## Brief 1
Decide whether each statement below agrees with the passage on strategy and hiring, answering yes or no and quoting the text's deciding words. (a) The passage names C-players as the ones who destroy an organization. (b) Passengers do not push back against faulty logic. (c) The Chief Executive Officer is also the Chief Strategy Officer.
## Brief 2
Carry on the passage on strategy and hiring from the point where it stops.

## Document passage
Strategy begins at the top. The Chief Executive Officer is the Chief Strategy Officer too. Many companies employ people who do nothing but set strategy. They’re effectively in-house consultants with no operational responsibilities. When the going gets tough, some of them even delegate their strategy to suits at consulting firms who can tell them what to do.

 

Hire Drivers, Not Passengers

Every company makes hiring mistakes. Most first-time founders fire poor performers too slowly. It’s not the C-players who kill your organization. Everybody knows they need to go. It’s the B-players who destroy it. They’re the mediocre ones who are good enough to keep around, but they’re lethargic. They slow organizations down by making them bulky. 

 

And the decline doesn’t just come from slowness. It comes from a failure to uphold the quality bar too. Standards fall. The work loses its magic. When commitment to excellence fades, the top performers look for other jobs.

 

B-players are cockroaches. Like carbon monoxide, they unknowingly kill you while you’re asleep. 

 

By keeping B-players, you’re repelling A-players. People resent slackers at work just as they resented slackers on group projects in school. High-performers want to work with people who are as talented and committed to the mission as they are. Being overly compassionate with under-performing employees in the short term leads to destruction in the long term.

 

Slootman makes the distinction between drivers and passengers.

 

Passengers are people who ride the company’s momentum without contributing to it. They’re absent and indifferent. They rarely take initiative or provide input. Since their survival strategy is to avoid trouble, they don’t push back against faulty logic. And they are dead weight. 

 

Once you remove the passengers, the pace and energy increase. As somebody said to me recently, “I’ve never fired somebody and not had their replacement be better.”

(Saved entries)
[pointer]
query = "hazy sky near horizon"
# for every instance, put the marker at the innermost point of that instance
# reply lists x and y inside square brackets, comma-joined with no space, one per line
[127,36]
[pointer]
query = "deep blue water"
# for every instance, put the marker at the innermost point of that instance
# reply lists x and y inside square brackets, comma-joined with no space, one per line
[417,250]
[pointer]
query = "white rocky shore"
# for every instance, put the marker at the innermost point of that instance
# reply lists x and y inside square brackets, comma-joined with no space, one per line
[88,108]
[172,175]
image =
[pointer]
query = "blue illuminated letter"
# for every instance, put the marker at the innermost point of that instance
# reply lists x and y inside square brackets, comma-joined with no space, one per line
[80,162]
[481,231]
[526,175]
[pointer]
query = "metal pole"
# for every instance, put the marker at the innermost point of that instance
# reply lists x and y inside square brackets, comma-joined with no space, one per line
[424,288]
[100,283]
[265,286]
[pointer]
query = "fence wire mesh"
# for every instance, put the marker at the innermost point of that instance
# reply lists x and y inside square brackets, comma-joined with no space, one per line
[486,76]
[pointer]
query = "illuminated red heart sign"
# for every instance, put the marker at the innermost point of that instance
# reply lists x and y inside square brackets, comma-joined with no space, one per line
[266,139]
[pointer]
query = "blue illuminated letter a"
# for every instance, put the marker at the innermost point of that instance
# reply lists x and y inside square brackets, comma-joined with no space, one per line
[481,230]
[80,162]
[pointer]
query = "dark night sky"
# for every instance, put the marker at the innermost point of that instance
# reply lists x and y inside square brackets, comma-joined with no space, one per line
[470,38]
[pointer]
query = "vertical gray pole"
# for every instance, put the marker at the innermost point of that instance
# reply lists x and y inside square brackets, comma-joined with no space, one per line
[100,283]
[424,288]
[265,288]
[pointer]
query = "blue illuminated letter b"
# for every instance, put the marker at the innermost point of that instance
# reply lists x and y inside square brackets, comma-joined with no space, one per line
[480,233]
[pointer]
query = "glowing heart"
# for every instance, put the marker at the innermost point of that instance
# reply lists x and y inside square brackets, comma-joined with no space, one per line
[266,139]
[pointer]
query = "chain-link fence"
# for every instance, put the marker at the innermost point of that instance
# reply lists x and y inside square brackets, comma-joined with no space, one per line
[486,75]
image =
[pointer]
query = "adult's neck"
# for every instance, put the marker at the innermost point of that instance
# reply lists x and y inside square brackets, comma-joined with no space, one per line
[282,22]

## Answer space 1
(a) No: "It’s not the C-players who kill your organization." and "It’s the B-players who destroy it."
(b) Yes: "they don’t push back against faulty logic."
(c) Yes: "The Chief Executive Officer is the Chief Strategy Officer too."

## Answer space 2
Hire drivers. They get satisfaction from making things happen, not from blending in. They increase the tempo, confront poor performance, are quick to stand up for the company when something’s not right, and feel a strong sense of ownership. This is why, at Write of Passage, we will forever reward clear and concrete feedback, especially when it’s delivered with care.

 

How the Amp It Up System Fits Together

Slootman’s system is a triad. Each pillar amplifies the other ones. Slootman asks: “How much faster do you run? How much higher are your standards? How hard do you focus?”

 

Narrow focus is the hardest one to do. If you try to increase the tempo and raise standards without narrowing your focus, you’ll burn yourself out and ship sloppy work. Do way less, but do it faster and better. 

 

Don’t fully optimize for one variable at the expense of the others. Solely obsess over speed and you’ll compromise high standards. A lack of context, documentation, clear communication, and getting the right people involved can lead to things breaking and negative downstream effects. If you feel like speed and quality are in tension, you should probably narrow the focus.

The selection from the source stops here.